(Records from a point labeling set)
::::

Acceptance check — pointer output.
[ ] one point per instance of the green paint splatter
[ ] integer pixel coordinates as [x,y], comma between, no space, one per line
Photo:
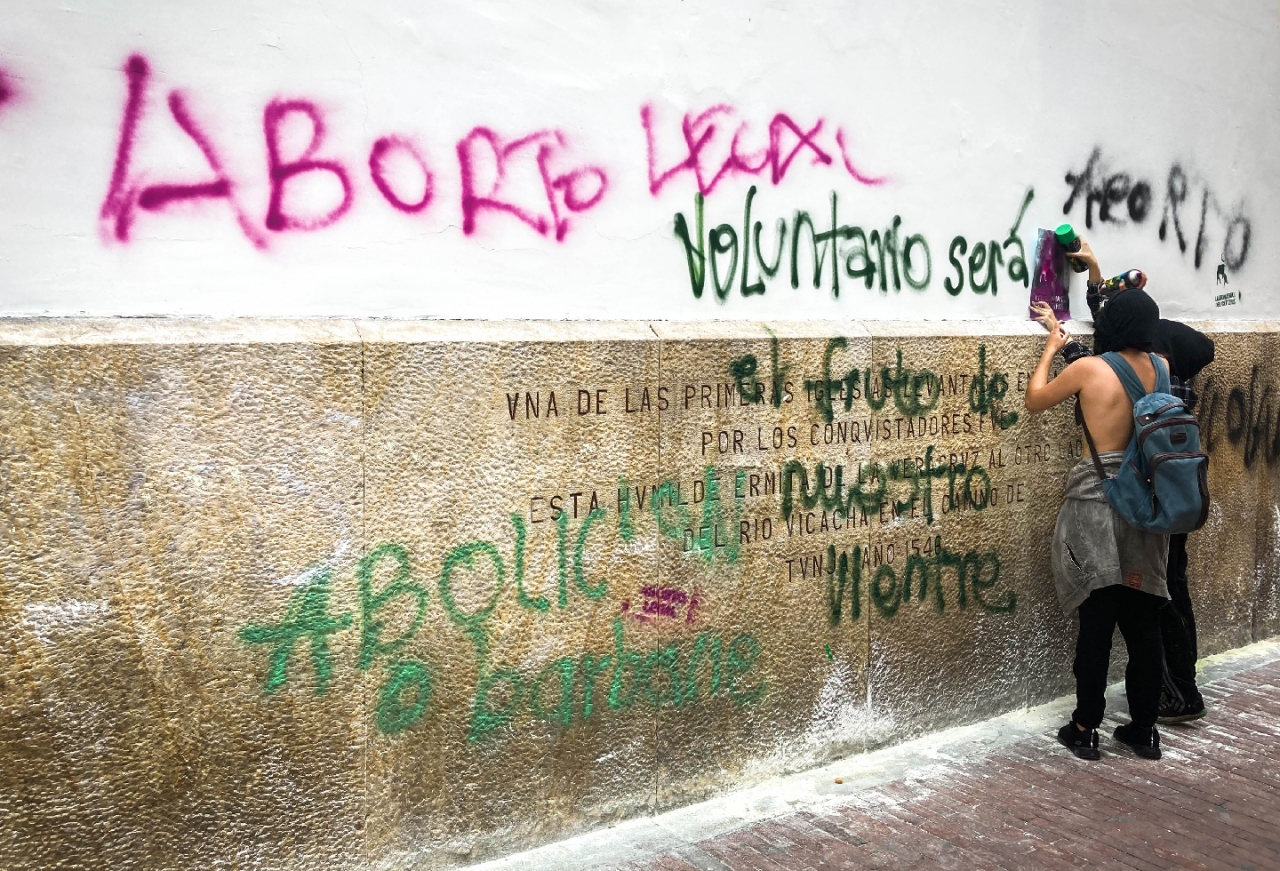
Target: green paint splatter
[307,616]
[407,679]
[370,625]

::::

Stated goal: Render the lines above as a Markdown table with a "Row" column holding the row number and a "Line" column holding the line, leaving out blank lines. Omit the pictures from your answer.

Solved exercise:
| Row | Line |
|---|---|
| 1 | Acceptance check — pointer output. |
| 2 | [ ] one point per instance of the green paint splatter |
| 3 | [ ] integer pixel coordinates as [x,y], comma between, no space, one per line |
| 4 | Photo: |
| 5 | Target: green paint splatter |
| 6 | [307,616] |
| 7 | [407,679] |
| 8 | [370,625] |